TEXT EXCERPT:
I am currently attempting to create a cli app to make use of the box.com api
Idea being I could run a command like box cp ~/foo box:/foo
and the app would then walk all of the subdirectories of ~/foo
and create folders and upload / update files as needed. I got it all working, but the problem is it works too well.
I have set it up to make use of workers pulling from a jobqueue so I can make 6x api calls at a time. This works great for making lots and lots of small requests like recursively walking the directory structure and mapping folders to their equiv "BoxID". The problem is when it hits a patch of > 50mb files the bottleneck of waiting on the response of the post request goes away and I max out my bandwidth (which means no one else at my company can use the internet).
I would like to keep my existing multi-thread setup so I can crank through small requests but somehow limit the bandwidth of my api calls involving upload / download.
I tried a few suggestions from ChatGPT:
// import "github.com/juju/ratelimit"
func (bm *BoxModule) uploadChunkedFilePart(uploadSessionID string, path string, start int64, stop int64, total int64) {
file, err := os.Open(path)
if err != nil {
log.Fatal(err)
}
defer file.Close()
// Read the specific chunk from the file
file.Seek(start, 0)
bufferSize := int(stop - start + 1)
if bufferSize < 0 {
log.Fatalf("Invalid buffer size for file %s: start = %d, stop = %d", path, start, stop)
}
buffer := make([]byte, bufferSize)
_, err = file.Read(buffer)
if err != nil {
log.Fatal(err)
}
// Calculate the sha1 for the part
hasher := sha1.New()
hasher.Write(buffer)
sha := base64.StdEncoding.EncodeToString(hasher.Sum(nil))
// Set the maximum number of retry attempts
maxRetryAttempts := 3
keyIndex := bm.ChunkedUploads[uploadSessionID].KeyIndex
for attempt := 1; attempt <= maxRetryAttempts; attempt++ {
// Create a rate-limited reader from the buffer with a limit of 1 MB/s
bucket := ratelimit.NewBucketWithRate(1024*1024, int64(1024*1024)) // 1 MB/s
limitedReader := ratelimit.Reader(bytes.NewReader(buffer), bucket)
// Upload the part
req, _ := http.NewRequest("PUT", "https://upload.box.com/api/2.0/files/upload_sessions/"+uploadSessionID, limitedReader)

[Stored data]
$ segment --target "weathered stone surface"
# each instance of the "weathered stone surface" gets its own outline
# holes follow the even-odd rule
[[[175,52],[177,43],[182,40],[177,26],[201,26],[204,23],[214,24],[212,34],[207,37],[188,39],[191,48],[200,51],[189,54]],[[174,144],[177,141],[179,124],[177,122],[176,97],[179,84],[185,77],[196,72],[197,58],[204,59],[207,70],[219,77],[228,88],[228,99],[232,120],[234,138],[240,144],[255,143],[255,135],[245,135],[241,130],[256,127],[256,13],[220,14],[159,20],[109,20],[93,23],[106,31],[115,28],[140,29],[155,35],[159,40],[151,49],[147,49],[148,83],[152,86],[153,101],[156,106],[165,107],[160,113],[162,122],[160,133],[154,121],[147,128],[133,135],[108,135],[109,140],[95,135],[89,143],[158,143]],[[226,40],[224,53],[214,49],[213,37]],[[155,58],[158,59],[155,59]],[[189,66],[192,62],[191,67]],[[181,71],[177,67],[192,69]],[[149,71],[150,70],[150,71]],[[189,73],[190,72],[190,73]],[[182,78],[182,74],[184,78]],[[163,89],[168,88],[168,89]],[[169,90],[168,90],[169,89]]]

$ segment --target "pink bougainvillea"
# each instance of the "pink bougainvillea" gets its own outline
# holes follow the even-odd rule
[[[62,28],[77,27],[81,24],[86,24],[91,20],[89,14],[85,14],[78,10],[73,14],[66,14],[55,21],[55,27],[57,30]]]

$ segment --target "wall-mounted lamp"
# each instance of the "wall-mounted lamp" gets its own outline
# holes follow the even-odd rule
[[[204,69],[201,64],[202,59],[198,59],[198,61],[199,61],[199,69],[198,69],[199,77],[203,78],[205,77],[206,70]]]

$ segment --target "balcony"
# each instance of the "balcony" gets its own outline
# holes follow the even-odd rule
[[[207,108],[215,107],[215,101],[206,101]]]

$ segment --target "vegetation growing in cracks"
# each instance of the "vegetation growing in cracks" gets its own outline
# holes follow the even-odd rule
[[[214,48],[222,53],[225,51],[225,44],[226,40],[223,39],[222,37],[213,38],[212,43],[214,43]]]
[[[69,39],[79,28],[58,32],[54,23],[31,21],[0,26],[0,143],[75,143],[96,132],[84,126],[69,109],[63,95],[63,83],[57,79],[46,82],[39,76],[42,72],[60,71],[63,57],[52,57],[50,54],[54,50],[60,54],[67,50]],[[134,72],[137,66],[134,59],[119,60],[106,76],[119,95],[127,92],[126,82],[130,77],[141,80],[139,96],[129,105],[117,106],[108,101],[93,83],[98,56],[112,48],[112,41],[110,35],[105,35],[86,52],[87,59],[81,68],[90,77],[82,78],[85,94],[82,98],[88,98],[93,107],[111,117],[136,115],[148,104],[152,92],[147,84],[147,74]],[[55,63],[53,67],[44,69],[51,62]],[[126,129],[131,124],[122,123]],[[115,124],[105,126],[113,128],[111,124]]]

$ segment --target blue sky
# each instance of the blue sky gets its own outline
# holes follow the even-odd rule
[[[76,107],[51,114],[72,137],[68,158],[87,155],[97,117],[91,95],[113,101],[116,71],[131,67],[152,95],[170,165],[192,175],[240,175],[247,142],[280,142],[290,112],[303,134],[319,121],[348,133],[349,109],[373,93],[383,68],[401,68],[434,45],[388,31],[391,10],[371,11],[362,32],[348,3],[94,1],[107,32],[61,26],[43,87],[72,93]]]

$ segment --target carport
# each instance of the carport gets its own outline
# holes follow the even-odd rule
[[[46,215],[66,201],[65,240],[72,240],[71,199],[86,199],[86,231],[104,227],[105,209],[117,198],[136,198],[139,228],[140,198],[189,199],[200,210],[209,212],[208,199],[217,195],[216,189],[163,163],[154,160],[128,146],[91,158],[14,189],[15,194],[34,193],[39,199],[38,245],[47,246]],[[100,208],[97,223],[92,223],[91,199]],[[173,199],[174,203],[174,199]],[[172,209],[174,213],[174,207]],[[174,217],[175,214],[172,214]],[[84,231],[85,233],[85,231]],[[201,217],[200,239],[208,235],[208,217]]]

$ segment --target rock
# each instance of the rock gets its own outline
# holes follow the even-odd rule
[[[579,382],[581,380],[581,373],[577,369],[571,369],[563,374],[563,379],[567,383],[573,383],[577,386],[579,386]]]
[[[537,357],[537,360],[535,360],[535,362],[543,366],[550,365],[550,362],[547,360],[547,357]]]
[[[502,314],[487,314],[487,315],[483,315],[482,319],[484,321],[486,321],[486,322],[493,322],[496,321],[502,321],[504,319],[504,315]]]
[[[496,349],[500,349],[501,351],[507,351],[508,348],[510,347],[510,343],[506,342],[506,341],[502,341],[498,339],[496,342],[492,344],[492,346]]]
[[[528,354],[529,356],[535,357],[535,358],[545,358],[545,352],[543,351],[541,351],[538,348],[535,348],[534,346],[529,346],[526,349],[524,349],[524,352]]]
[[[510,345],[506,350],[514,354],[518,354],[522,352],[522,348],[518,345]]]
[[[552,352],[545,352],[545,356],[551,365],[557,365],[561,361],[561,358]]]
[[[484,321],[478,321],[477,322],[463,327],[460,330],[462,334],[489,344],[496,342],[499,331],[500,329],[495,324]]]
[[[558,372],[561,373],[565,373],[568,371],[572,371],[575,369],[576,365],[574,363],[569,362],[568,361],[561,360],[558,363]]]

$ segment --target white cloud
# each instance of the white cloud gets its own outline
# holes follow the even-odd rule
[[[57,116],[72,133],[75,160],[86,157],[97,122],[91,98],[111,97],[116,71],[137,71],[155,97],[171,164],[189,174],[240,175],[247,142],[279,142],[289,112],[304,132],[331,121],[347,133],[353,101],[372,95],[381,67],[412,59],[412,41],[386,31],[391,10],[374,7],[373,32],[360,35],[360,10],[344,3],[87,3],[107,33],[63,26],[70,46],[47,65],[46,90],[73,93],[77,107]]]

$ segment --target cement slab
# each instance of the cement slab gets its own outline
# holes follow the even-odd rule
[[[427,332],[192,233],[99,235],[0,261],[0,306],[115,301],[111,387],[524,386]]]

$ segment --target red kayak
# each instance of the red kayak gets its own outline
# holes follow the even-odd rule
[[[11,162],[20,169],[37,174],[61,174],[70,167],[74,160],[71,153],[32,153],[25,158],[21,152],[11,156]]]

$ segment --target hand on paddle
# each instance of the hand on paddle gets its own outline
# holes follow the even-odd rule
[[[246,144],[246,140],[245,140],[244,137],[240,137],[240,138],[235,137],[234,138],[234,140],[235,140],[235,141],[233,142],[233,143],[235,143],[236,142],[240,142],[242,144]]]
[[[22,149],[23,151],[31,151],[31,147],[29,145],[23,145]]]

TASK:
Answer from the post about the box.com command-line app:
(a) How many API calls at a time does the worker setup allow?
(b) What size of files causes the bandwidth to max out?
(c) What limit does the code set for the rate-limited reader?

WRITTEN ANSWER:
(a) Six API calls at a time.
(b) Files larger than 50 MB.
(c) 1 MB/s.